::: Extracted data :::
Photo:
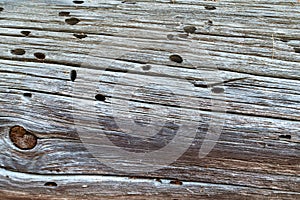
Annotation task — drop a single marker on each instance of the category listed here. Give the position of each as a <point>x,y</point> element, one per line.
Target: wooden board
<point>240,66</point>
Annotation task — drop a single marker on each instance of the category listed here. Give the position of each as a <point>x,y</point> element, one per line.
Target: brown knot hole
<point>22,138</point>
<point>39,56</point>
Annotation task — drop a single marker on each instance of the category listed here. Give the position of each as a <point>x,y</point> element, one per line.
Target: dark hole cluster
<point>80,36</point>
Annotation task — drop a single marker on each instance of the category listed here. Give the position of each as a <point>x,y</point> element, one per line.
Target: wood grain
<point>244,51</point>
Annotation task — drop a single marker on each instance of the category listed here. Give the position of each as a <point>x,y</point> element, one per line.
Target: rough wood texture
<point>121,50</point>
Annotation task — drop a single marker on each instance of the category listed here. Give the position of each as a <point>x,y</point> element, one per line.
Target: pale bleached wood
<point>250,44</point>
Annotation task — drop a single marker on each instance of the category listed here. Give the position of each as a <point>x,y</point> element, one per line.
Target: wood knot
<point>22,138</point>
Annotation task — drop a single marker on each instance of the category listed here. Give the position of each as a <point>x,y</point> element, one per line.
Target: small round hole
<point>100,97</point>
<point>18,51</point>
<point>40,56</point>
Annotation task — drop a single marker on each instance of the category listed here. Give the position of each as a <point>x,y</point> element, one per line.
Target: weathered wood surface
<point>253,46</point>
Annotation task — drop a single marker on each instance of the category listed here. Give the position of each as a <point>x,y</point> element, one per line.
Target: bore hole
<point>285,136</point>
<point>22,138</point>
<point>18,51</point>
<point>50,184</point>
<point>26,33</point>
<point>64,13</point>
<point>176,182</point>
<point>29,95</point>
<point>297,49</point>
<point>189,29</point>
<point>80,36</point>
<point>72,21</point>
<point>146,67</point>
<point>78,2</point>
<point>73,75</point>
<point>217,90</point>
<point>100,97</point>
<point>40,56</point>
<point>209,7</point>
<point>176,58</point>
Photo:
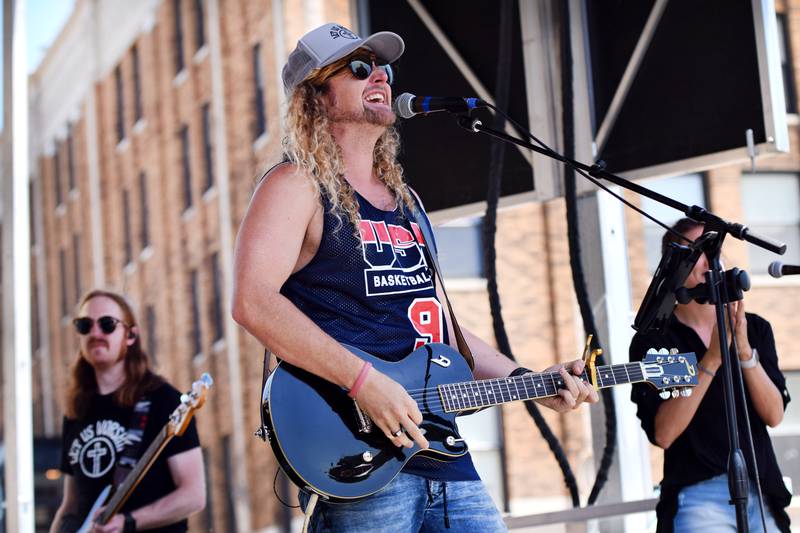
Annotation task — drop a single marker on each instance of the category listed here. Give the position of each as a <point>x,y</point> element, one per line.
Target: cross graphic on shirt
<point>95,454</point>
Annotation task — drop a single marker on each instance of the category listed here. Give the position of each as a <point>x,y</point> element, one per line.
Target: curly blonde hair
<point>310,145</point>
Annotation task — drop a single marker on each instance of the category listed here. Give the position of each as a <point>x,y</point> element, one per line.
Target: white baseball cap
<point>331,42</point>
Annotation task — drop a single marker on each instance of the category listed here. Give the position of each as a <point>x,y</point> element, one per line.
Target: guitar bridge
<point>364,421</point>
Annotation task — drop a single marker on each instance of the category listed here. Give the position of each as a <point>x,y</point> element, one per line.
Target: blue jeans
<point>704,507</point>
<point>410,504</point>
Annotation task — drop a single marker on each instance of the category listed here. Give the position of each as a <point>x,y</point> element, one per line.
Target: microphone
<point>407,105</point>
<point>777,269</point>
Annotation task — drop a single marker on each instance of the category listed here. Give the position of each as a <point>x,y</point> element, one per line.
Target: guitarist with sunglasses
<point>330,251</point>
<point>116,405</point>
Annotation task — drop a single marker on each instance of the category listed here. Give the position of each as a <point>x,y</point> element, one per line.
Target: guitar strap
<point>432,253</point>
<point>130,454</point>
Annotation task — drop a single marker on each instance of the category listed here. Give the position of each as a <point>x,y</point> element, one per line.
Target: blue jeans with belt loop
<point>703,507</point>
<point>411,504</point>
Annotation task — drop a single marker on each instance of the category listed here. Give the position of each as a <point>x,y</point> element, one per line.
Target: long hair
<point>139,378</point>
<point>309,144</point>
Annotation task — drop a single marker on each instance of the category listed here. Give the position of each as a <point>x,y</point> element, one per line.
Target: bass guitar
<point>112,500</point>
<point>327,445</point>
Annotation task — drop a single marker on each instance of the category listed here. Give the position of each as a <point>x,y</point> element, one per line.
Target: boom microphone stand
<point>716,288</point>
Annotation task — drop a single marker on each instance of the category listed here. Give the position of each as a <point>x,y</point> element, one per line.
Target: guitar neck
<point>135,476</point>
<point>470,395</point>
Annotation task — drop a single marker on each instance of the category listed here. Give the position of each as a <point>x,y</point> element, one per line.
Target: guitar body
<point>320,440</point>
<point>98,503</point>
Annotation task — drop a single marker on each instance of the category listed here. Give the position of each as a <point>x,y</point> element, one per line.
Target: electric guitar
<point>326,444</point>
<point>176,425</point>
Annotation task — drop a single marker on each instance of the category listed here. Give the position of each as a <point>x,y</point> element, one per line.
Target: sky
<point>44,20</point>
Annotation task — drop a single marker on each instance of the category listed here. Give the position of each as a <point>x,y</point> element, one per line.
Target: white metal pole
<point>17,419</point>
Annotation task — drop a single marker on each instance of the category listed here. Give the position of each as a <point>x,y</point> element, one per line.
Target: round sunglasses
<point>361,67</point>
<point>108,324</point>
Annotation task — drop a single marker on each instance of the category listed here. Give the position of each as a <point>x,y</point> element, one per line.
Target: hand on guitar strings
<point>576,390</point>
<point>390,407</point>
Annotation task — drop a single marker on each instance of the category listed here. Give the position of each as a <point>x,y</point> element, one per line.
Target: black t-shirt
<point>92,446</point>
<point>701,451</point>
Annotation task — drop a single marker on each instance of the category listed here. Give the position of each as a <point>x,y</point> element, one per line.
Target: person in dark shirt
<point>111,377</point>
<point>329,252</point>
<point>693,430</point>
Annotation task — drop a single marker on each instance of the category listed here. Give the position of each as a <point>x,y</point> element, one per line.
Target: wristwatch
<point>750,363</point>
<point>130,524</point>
:::
_To do:_ Restate each entry word for word, leaving out any pictures.

_Answer to the problem:_
Photo:
Annotation task — drop a single marker on each instance of the category listed here. Give the position of each as a <point>x,y</point> element, one per line.
Target: wooden board
<point>240,66</point>
Annotation task — drop a single marker on each instance of the category listed here. Give the position of each as a <point>x,y</point> element, one per line.
Target: brown knot hole
<point>22,138</point>
<point>39,56</point>
Annotation task — drop a single marker on each instance of the category listed here. Give the position of each as a <point>x,y</point> element, one per line.
Target: dark hole cluster
<point>80,36</point>
Annotation task — drop a single marker on each instance of the category listed here. Give the position of each as a <point>x,y</point> element, one per line.
Target: wood grain
<point>244,51</point>
Annotation task — drop a single marker on each instance of the category listed here. Give the position of each as a <point>x,y</point> element, one per line.
Target: rough wood texture
<point>121,50</point>
Annotation task — drop a single marker on each instance of the category listed here. Give the position of each as a <point>x,y</point> element, one per line.
Target: pale bleached wood
<point>250,44</point>
Annotation task — drop a single marker on each instance of the category listed here. Give the position of each as a <point>x,y</point> element, one per line.
Target: wood knot
<point>22,138</point>
Annotation task — drop a single marker on each instance of the category listed here. Give the position of each as a <point>x,y</point> element, one per line.
Target: small round hole
<point>100,97</point>
<point>18,51</point>
<point>40,56</point>
Annotation task — drop a single marker on each instance of the category listed here. Give the position of each as a <point>x,y</point> element, one per line.
Target: weathered wood surface
<point>253,46</point>
Annotation task — drop a single marker on each instance of the category listed here. Give the position of each as a <point>x,y</point> element, one per line.
Target: bore hole
<point>285,136</point>
<point>22,138</point>
<point>18,51</point>
<point>50,184</point>
<point>26,33</point>
<point>64,13</point>
<point>176,182</point>
<point>29,95</point>
<point>297,49</point>
<point>189,29</point>
<point>80,36</point>
<point>72,21</point>
<point>146,67</point>
<point>78,2</point>
<point>73,75</point>
<point>217,90</point>
<point>100,97</point>
<point>40,56</point>
<point>209,7</point>
<point>176,58</point>
Photo:
Annotation task — drop a single marker on each instance of the category listed here. Give the position of each as a <point>x,y</point> element, one per line.
Target: cross graphic on shirt
<point>95,454</point>
Annotation task — drop a single marker on each instance of the category listed here. Give the position of each as a <point>x,y</point> element, one per line.
Target: curly blonde hair
<point>310,145</point>
Annotation task — drop a single marker on each instance of the category listed here. Give the position of each as a <point>x,y</point> element, one per line.
Target: white baseball cap
<point>331,42</point>
Annotation task — drop a single marker on each instance of the category listed here. Give the position of each as a <point>x,y</point> element, one per line.
Target: guitar bridge
<point>364,421</point>
Annotation task — drop a single marker on each instance of the category listed here. Give the position of each as a <point>x,y</point> element, one per line.
Target: blue jeans
<point>704,507</point>
<point>410,504</point>
Annotation task — drop a single marker on each instance of the category listed here. Give the position of each as a <point>x,y</point> element, one per line.
Target: microphone
<point>407,105</point>
<point>777,269</point>
Annotation task — drop a single marker on each instance of the category listed here. Give the position of each as a <point>x,y</point> element, one per line.
Target: guitarist with sunglasses
<point>330,251</point>
<point>116,405</point>
Annotation task — drop a single marker on each instance of the category listed here. Give the position of each as a <point>x,y</point> element, one per line.
Target: guitar strap
<point>432,253</point>
<point>130,454</point>
Annotation task — drop a single marker on each instance of the category listed here. Give the position of each as a <point>x,y</point> element, one per line.
Target: blue jeans with belt loop
<point>703,507</point>
<point>411,504</point>
Annotation task — drop a single marker on each instance of the category listed here. Give the position of each as a <point>x,y</point> element, one per line.
Target: long hair
<point>139,378</point>
<point>309,144</point>
Annotation task — drop a single marker on each instance of the category listed here. Give the position of each as a <point>x,y</point> element, one per line.
Target: bass guitar
<point>112,500</point>
<point>327,445</point>
Annotation task — drop a single marker on each instance of the category listed here. Give the position of each as a <point>x,y</point> element, one per line.
Target: boom microphone stand
<point>716,288</point>
Annotation task — drop a single marker on each instance of the category listed here. Give the position of each as a <point>x,y</point> element, one per line.
Target: guitar neck
<point>135,476</point>
<point>470,395</point>
Annotation task — drop a single marker on each instance of the category listed here. Give the position of each as a <point>x,y</point> element, one per line.
Target: guitar body
<point>320,440</point>
<point>98,503</point>
Annotation task — drop a single marker on each instance of the category listed here. Give the position of each as a <point>x,y</point> element, one per line.
Target: electric guitar
<point>326,444</point>
<point>176,425</point>
Annotation task — drop a single marker on each instance of the category listed here. Give the position of each as a <point>x,y</point> element, one per line.
Target: sky
<point>44,20</point>
Annotation task — drop a single marker on each instance of the category listed here. Give the position of each as a <point>x,y</point> element, one per line.
Target: white metal pole
<point>17,419</point>
Annotation task — drop a single marker on each instance of the category listed here. Give the position of each as a <point>x,y</point> element, one per line.
Target: round sunglasses
<point>361,67</point>
<point>108,324</point>
Annotation task — drop a single marker on each instance of the category listed here. Give the position of each as a <point>x,y</point> element, one per line.
Target: hand on guitar strings
<point>576,390</point>
<point>390,407</point>
Annotation task — drop a single marker on each instance of the category listed here. Give the position of each as a <point>x,y</point> element, one per line.
Target: black t-shirt
<point>92,446</point>
<point>701,451</point>
Annotation task — drop a single marker on each instance of the category listed here. Give the position of each as a <point>x,y</point> element, one per line.
Target: person in dark shirt
<point>111,377</point>
<point>329,252</point>
<point>693,430</point>
Annotation task — drop a single marker on each instance of the category listed here. Give the position of each as a <point>x,y</point> element, one per line.
Target: wristwatch
<point>750,363</point>
<point>130,524</point>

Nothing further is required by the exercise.